▶ **REGISTROS DISPONIBLES**:
****

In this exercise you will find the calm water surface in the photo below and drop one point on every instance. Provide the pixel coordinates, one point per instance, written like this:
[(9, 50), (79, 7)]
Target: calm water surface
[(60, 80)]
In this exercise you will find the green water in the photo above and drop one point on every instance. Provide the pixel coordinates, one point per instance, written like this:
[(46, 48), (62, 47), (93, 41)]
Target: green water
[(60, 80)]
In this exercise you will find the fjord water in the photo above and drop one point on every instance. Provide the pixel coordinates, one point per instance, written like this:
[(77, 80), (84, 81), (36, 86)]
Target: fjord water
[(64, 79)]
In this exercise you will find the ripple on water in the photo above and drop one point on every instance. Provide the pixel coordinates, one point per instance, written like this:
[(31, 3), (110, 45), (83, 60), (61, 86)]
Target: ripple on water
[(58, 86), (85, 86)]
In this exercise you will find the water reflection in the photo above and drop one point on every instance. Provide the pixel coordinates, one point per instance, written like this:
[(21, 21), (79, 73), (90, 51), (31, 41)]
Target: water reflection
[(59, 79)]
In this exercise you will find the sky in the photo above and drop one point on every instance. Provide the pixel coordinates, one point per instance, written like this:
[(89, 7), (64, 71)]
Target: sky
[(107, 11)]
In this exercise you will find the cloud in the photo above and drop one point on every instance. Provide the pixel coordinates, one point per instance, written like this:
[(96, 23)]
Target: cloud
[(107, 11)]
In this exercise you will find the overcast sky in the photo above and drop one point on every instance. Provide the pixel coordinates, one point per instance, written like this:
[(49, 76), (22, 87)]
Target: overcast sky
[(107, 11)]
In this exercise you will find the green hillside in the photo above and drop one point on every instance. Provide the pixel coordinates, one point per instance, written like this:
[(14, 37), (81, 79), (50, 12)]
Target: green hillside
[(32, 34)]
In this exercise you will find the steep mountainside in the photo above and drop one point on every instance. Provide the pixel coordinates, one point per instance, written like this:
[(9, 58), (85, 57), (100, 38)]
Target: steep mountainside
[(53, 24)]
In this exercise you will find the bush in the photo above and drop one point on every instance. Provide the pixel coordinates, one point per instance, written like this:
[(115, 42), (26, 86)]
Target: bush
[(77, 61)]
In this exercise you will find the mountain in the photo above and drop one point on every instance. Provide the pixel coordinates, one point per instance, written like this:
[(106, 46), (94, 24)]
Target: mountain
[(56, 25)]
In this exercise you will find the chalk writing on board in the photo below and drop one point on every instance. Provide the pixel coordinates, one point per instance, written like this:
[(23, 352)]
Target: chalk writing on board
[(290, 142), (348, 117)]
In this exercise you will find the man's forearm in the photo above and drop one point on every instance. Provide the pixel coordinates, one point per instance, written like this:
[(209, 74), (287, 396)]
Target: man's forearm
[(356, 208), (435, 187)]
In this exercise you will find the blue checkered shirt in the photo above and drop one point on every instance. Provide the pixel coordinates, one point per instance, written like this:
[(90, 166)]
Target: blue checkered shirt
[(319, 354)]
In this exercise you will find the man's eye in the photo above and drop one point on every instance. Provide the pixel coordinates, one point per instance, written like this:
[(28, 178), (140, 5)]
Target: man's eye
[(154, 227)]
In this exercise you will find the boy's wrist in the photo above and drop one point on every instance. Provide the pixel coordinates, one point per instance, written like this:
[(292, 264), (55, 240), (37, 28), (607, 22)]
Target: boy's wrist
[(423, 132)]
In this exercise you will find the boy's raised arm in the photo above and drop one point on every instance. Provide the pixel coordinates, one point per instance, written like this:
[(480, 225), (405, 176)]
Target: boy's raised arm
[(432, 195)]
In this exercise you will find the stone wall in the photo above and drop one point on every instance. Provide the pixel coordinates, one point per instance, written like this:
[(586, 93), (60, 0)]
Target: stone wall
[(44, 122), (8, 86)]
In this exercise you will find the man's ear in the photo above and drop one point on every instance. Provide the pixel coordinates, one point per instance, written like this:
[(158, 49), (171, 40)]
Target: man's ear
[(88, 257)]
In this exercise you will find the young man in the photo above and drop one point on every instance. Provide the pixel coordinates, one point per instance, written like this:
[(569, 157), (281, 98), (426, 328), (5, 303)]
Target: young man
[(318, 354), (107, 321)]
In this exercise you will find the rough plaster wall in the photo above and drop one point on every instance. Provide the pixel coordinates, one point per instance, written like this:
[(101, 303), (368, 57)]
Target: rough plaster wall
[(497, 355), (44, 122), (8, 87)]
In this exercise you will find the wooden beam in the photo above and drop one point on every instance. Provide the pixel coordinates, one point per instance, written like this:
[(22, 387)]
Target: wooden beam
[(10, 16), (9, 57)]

****

▶ **ENUNCIADO**: Organiza todas las líneas de los registros anteriores como una tabla Markdown con dos columnas, «Número» y «Línea del registro», y dedica una fila a cada línea. Omite las líneas en blanco.

▶ **SOLUCIÓN DESARROLLADA**:
| Número | Línea del registro |
|---|---|
| 1 | In this exercise you will find the calm water surface in the photo below and drop one point on every instance. Provide the pixel coordinates, one point per instance, written like this: |
| 2 | [(9, 50), (79, 7)] |
| 3 | Target: calm water surface |
| 4 | [(60, 80)] |
| 5 | In this exercise you will find the green water in the photo above and drop one point on every instance. Provide the pixel coordinates, one point per instance, written like this: |
| 6 | [(46, 48), (62, 47), (93, 41)] |
| 7 | Target: green water |
| 8 | [(60, 80)] |
| 9 | In this exercise you will find the fjord water in the photo above and drop one point on every instance. Provide the pixel coordinates, one point per instance, written like this: |
| 10 | [(77, 80), (84, 81), (36, 86)] |
| 11 | Target: fjord water |
| 12 | [(64, 79)] |
| 13 | In this exercise you will find the ripple on water in the photo above and drop one point on every instance. Provide the pixel coordinates, one point per instance, written like this: |
| 14 | [(31, 3), (110, 45), (83, 60), (61, 86)] |
| 15 | Target: ripple on water |
| 16 | [(58, 86), (85, 86)] |
| 17 | In this exercise you will find the water reflection in the photo above and drop one point on every instance. Provide the pixel coordinates, one point per instance, written like this: |
| 18 | [(21, 21), (79, 73), (90, 51), (31, 41)] |
| 19 | Target: water reflection |
| 20 | [(59, 79)] |
| 21 | In this exercise you will find the sky in the photo above and drop one point on every instance. Provide the pixel coordinates, one point per instance, written like this: |
| 22 | [(89, 7), (64, 71)] |
| 23 | Target: sky |
| 24 | [(107, 11)] |
| 25 | In this exercise you will find the cloud in the photo above and drop one point on every instance. Provide the pixel coordinates, one point per instance, written like this: |
| 26 | [(96, 23)] |
| 27 | Target: cloud |
| 28 | [(107, 11)] |
| 29 | In this exercise you will find the overcast sky in the photo above and drop one point on every instance. Provide the pixel coordinates, one point per instance, written like this: |
| 30 | [(49, 76), (22, 87)] |
| 31 | Target: overcast sky |
| 32 | [(107, 11)] |
| 33 | In this exercise you will find the green hillside in the photo above and drop one point on every instance. Provide the pixel coordinates, one point per instance, written like this: |
| 34 | [(14, 37), (81, 79), (50, 12)] |
| 35 | Target: green hillside |
| 36 | [(32, 34)] |
| 37 | In this exercise you will find the steep mountainside in the photo above and drop one point on every instance. Provide the pixel coordinates, one point per instance, written like this: |
| 38 | [(9, 58), (85, 57), (100, 38)] |
| 39 | Target: steep mountainside |
| 40 | [(53, 24)] |
| 41 | In this exercise you will find the bush in the photo above and drop one point on every instance. Provide the pixel coordinates, one point per instance, written like this: |
| 42 | [(115, 42), (26, 86)] |
| 43 | Target: bush |
| 44 | [(77, 61)] |
| 45 | In this exercise you will find the mountain in the photo above and drop one point on every instance. Provide the pixel coordinates, one point per instance, written like this: |
| 46 | [(106, 46), (94, 24)] |
| 47 | Target: mountain |
| 48 | [(56, 25)] |
| 49 | In this exercise you will find the chalk writing on board in the photo below and drop one point on every instance. Provide the pixel coordinates, one point per instance, written like this: |
| 50 | [(23, 352)] |
| 51 | Target: chalk writing on board |
| 52 | [(290, 142), (348, 117)] |
| 53 | In this exercise you will find the man's forearm in the photo above and drop one point on every instance. Provide the pixel coordinates, one point per instance, written like this: |
| 54 | [(209, 74), (287, 396)] |
| 55 | Target: man's forearm |
| 56 | [(356, 208), (435, 187)] |
| 57 | In this exercise you will find the blue checkered shirt in the photo above and drop one point on every instance. Provide the pixel coordinates, one point per instance, written like this: |
| 58 | [(90, 166)] |
| 59 | Target: blue checkered shirt |
| 60 | [(319, 354)] |
| 61 | In this exercise you will find the man's eye in the photo above and drop one point on every instance. Provide the pixel coordinates, one point per instance, written like this: |
| 62 | [(28, 178), (140, 5)] |
| 63 | Target: man's eye |
| 64 | [(154, 227)] |
| 65 | In this exercise you will find the boy's wrist in the photo above and drop one point on every instance. Provide the pixel coordinates, one point per instance, written like this: |
| 66 | [(292, 264), (55, 240), (37, 28), (607, 22)] |
| 67 | Target: boy's wrist |
| 68 | [(423, 132)] |
| 69 | In this exercise you will find the boy's raised arm in the photo above and drop one point on every instance. Provide the pixel coordinates, one point per instance, written like this: |
| 70 | [(480, 225), (405, 176)] |
| 71 | Target: boy's raised arm |
| 72 | [(432, 195)] |
| 73 | In this exercise you will find the stone wall in the photo above and drop one point on every instance. Provide the pixel coordinates, one point per instance, written like this: |
| 74 | [(586, 93), (60, 0)] |
| 75 | Target: stone wall |
| 76 | [(44, 122), (8, 86)] |
| 77 | In this exercise you will find the man's ear in the photo above and drop one point on every instance. Provide the pixel coordinates, one point per instance, written like this: |
| 78 | [(158, 49), (171, 40)] |
| 79 | Target: man's ear |
| 80 | [(88, 257)] |
| 81 | In this exercise you will find the young man in the photo above and drop one point on every instance. Provide the pixel coordinates, one point per instance, written like this: |
| 82 | [(569, 157), (281, 98), (426, 328), (5, 303)] |
| 83 | Target: young man |
| 84 | [(318, 354), (107, 321)] |
| 85 | In this exercise you will find the rough plaster wall in the photo above and drop one point on every instance. Provide the pixel coordinates, one point per instance, written like this: |
| 86 | [(101, 303), (368, 57)] |
| 87 | Target: rough plaster wall |
| 88 | [(497, 355), (44, 122), (8, 87)] |
| 89 | In this exercise you will find the wooden beam in the photo above and drop one point on every instance. Provide the pixel coordinates, one point per instance, written like this: |
| 90 | [(22, 387)] |
| 91 | Target: wooden beam |
| 92 | [(10, 16), (9, 57)] |